YOUR TASK
Print the records below word for word, from the line with "Q: Where is a point on each instance of the paved" through the last line of the records, including both of those lines.
========================================================================
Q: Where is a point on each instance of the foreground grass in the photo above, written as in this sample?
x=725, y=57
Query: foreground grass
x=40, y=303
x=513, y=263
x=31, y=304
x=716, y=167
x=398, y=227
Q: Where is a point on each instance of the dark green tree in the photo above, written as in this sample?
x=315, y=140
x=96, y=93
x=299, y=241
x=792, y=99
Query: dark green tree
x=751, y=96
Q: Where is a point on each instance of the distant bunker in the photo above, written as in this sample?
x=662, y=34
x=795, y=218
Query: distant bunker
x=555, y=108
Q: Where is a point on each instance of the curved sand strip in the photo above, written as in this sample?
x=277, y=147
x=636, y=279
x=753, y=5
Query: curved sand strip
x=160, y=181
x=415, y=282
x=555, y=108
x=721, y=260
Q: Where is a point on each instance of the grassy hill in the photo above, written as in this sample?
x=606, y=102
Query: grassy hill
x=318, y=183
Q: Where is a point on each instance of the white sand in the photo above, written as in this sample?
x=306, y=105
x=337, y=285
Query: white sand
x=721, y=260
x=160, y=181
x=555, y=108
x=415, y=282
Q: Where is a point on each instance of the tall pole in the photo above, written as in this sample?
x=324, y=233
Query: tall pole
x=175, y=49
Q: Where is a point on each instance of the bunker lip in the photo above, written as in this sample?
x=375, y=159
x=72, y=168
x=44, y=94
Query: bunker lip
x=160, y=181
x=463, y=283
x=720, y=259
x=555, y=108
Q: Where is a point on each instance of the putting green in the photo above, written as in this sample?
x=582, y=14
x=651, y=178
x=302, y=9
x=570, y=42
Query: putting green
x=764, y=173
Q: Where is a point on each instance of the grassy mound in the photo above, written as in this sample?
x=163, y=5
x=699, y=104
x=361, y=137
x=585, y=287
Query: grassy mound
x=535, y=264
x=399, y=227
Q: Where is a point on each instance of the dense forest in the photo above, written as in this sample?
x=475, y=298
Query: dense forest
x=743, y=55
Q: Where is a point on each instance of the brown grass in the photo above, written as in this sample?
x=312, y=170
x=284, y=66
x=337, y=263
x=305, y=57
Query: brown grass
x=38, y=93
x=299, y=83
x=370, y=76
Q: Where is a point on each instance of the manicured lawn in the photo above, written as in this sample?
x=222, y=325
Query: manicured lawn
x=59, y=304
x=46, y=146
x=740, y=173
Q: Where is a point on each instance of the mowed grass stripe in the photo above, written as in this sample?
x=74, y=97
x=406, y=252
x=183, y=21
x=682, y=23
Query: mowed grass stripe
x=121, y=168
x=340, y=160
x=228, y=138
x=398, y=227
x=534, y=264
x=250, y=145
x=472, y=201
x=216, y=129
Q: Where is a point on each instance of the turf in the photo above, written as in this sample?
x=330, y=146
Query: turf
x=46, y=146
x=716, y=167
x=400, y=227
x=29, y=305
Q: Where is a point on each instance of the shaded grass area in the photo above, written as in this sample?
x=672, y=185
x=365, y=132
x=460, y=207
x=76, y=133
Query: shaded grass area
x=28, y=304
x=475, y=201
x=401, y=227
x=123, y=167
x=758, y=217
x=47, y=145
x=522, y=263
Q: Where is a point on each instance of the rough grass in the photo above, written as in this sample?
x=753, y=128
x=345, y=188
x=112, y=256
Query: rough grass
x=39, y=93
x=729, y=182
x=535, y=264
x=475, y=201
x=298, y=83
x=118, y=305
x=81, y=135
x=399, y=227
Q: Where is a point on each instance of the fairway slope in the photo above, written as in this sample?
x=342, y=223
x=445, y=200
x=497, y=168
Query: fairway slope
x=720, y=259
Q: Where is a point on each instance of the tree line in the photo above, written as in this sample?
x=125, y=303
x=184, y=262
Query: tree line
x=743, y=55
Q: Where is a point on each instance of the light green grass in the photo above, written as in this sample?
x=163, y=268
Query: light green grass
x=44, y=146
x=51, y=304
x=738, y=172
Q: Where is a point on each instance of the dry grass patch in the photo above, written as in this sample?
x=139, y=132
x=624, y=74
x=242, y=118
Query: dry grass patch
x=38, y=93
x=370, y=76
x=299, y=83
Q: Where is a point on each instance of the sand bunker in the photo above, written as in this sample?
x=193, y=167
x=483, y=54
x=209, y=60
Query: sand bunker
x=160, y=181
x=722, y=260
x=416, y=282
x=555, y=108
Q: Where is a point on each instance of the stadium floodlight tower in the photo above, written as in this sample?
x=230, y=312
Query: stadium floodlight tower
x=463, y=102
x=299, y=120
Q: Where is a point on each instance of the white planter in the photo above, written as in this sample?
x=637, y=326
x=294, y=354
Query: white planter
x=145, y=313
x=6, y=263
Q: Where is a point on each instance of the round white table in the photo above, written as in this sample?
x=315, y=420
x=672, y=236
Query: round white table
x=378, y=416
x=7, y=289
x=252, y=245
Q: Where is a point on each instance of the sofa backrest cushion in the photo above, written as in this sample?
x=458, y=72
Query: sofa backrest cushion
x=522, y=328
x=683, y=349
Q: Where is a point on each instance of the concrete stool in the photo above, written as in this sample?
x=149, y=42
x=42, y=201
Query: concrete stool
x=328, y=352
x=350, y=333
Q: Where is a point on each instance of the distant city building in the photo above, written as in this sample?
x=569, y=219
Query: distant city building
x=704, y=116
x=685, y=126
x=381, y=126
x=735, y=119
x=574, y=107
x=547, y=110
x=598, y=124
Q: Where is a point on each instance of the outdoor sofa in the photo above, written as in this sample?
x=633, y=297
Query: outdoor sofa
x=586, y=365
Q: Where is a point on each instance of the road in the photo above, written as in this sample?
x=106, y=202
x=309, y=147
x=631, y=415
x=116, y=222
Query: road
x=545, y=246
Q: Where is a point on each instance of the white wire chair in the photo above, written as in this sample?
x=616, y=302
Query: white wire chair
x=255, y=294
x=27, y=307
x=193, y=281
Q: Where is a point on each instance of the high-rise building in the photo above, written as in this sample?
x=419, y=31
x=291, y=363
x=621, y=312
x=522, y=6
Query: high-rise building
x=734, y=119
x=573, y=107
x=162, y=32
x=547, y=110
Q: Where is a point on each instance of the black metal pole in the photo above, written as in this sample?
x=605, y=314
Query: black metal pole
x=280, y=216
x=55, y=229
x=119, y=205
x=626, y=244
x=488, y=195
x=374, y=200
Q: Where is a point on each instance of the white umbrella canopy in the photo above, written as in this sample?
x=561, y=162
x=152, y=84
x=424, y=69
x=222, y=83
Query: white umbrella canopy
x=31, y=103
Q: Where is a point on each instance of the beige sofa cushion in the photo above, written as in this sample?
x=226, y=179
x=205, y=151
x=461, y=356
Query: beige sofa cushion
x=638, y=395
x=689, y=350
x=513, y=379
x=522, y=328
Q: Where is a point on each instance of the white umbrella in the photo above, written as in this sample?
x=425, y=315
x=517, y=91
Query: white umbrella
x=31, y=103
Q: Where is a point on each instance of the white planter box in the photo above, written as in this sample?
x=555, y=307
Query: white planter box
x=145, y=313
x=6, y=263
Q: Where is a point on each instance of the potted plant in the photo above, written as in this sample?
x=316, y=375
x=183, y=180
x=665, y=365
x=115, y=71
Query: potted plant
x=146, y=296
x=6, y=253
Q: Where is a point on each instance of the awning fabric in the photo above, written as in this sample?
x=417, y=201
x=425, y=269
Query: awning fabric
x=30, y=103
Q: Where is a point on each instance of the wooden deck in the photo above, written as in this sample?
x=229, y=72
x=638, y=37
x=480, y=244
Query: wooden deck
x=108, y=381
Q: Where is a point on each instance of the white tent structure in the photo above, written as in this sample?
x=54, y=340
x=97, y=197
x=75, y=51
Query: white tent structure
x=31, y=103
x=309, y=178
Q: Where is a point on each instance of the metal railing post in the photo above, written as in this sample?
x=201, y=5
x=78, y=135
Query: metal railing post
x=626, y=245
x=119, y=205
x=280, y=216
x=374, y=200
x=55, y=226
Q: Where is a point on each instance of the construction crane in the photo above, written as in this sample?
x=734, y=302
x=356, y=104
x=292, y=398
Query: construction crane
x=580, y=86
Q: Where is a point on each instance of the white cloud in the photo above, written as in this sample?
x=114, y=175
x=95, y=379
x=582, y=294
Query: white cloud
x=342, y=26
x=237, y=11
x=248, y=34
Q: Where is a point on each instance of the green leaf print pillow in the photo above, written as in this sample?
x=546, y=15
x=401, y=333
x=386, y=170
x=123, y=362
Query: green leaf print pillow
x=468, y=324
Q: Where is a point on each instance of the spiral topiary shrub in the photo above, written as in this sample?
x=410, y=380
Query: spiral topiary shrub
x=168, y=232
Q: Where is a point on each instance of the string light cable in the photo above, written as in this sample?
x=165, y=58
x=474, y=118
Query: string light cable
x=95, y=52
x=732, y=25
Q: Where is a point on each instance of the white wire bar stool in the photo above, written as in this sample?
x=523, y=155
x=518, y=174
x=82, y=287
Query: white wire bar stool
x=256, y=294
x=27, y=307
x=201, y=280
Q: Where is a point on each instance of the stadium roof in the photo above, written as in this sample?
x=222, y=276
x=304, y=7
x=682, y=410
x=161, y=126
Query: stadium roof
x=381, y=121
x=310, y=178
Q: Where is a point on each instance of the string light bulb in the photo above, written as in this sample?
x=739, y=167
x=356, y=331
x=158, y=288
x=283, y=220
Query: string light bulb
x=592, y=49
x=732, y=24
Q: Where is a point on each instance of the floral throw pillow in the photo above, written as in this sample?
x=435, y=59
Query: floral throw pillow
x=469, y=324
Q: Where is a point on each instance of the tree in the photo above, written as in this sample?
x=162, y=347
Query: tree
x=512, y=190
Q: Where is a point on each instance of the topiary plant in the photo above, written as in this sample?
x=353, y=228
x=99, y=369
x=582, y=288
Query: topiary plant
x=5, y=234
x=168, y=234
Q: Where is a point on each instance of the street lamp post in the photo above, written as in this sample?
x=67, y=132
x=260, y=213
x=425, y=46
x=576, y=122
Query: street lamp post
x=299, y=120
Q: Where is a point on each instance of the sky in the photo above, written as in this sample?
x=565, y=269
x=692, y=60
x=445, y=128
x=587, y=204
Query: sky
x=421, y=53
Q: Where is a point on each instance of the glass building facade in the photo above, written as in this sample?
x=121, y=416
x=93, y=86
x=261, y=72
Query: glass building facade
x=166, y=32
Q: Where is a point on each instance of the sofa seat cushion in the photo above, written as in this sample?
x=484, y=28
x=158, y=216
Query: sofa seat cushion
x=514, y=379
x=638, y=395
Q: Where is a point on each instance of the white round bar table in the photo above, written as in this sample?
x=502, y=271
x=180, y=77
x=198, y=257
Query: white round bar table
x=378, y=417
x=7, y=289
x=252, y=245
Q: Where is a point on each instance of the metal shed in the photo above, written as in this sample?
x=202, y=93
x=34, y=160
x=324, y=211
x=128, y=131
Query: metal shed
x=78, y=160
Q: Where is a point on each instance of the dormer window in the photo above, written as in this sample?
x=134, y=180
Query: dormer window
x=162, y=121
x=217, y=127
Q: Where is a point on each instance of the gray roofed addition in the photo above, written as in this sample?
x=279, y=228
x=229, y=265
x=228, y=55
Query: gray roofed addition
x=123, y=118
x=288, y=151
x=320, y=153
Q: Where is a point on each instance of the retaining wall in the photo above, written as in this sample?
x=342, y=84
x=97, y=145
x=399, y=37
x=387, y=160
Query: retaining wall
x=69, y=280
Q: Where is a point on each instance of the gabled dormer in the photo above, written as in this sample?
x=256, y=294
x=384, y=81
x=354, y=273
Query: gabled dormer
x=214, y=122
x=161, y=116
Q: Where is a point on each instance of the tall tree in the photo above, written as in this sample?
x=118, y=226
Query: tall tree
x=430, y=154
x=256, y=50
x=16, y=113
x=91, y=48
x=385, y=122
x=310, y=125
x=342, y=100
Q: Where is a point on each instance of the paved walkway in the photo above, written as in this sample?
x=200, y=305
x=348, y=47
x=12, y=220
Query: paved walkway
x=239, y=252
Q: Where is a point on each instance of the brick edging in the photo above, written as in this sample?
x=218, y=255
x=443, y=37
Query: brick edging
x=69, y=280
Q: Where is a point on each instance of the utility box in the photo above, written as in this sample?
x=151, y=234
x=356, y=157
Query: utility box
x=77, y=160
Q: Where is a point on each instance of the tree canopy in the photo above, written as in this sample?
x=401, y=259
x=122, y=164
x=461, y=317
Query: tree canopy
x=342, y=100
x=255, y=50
========================================================================
RIGHT ANSWER
Q: Where is a point on each instance of the paved walkway in the photo above, written as in this sample?
x=200, y=305
x=348, y=47
x=12, y=220
Query: paved walkway
x=239, y=252
Q: Where is a point on each instance of the brick edging in the photo above, written as in this sample?
x=218, y=255
x=443, y=37
Query: brick edging
x=69, y=280
Q: Where is a point on each instance of the utility box in the photo above, written as in this sample?
x=151, y=234
x=356, y=157
Query: utility box
x=77, y=160
Q: Where is a point on each instance of the tree canopy in the photo above, written as in this sample?
x=401, y=259
x=122, y=164
x=461, y=317
Query: tree canopy
x=342, y=100
x=255, y=50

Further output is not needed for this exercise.